**WHAT YOU WILL DO**
Return the part of the text about Tomanguilla's work that opens with the words containing "Working for JP" and closes with "Chase affords her.", copied exactly.

Tomanguilla has worked for JP Morgan Chase for the last 10 years, and for the last five has been involved in recruitment for the Fortune 500 company.
“A lot of what I do involves connecting LGBTQ folks, especially gender diverse folks, to the right hiring managers,” she says.
Working for JP Morgan Chase is what Tomanguilla calls her day job. Her other job is as a public speaker.
“It’s something I’ve started in the last few years,” she says. “I’ve always participated in conversations and dialogues and panels but it wasn’t until 2020 that I started doing it as a second job. I am invited by Fortune 500 companies and nonprofits organizations to speak about my experiences as a Latinx trans woman in corporate America.”
Tomanguilla says she is able to be a public speaker who speaks on a variety of topics because she sits at the intersection of many different communities. She also credits the larger platform that working at JP Morgan Chase affords her.

**Saved data entries**
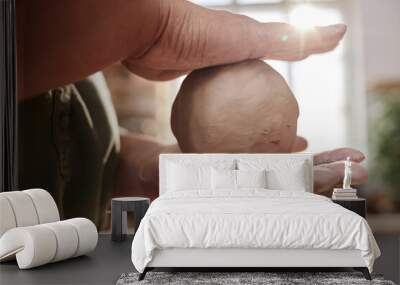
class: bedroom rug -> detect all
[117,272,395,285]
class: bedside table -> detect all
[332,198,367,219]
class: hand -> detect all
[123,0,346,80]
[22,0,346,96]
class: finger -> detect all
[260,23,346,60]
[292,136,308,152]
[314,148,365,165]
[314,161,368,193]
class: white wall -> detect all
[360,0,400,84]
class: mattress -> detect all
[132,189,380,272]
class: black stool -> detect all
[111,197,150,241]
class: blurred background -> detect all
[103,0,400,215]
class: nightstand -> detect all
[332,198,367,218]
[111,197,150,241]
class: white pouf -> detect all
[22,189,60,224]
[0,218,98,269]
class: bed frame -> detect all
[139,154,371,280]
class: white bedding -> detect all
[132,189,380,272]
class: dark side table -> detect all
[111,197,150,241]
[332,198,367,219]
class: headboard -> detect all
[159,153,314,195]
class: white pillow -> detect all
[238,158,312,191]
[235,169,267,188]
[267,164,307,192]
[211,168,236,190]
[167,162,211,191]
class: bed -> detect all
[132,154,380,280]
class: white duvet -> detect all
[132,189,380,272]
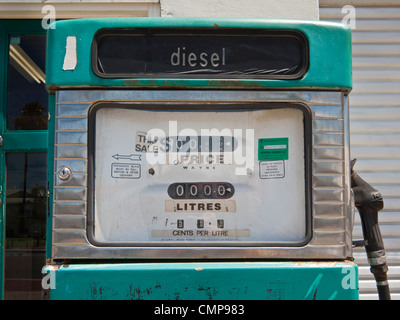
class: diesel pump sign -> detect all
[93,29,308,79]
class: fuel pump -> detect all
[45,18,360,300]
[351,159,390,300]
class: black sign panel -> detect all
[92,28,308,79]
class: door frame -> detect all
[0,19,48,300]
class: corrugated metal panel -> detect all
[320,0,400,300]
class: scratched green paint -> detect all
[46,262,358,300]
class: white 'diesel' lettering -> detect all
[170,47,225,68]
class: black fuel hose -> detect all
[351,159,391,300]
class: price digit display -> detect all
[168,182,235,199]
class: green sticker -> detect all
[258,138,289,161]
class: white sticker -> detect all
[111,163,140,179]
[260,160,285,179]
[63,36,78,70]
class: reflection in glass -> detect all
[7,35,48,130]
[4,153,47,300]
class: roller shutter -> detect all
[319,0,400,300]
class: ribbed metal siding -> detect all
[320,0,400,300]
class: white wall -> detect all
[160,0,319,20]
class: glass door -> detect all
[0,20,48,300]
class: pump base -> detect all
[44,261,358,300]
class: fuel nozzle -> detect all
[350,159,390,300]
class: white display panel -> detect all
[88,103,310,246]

**SOLVED EXERCISE**
Working for JP Morgan Chase is what Tomanguilla calls her day job. Her other job is as a public speaker.
“It’s something I’ve started in the last few years,” she says. “I’ve always participated in conversations and dialogues and panels but it wasn’t until 2020 that I started doing it as a second job. I am invited by Fortune 500 companies and nonprofits organizations to speak about my experiences as a Latinx trans woman in corporate America.”
Tomanguilla says she is able to be a public speaker who speaks on a variety of topics because she sits at the intersection of many different communities. She also credits the larger platform that working at JP Morgan Chase affords her.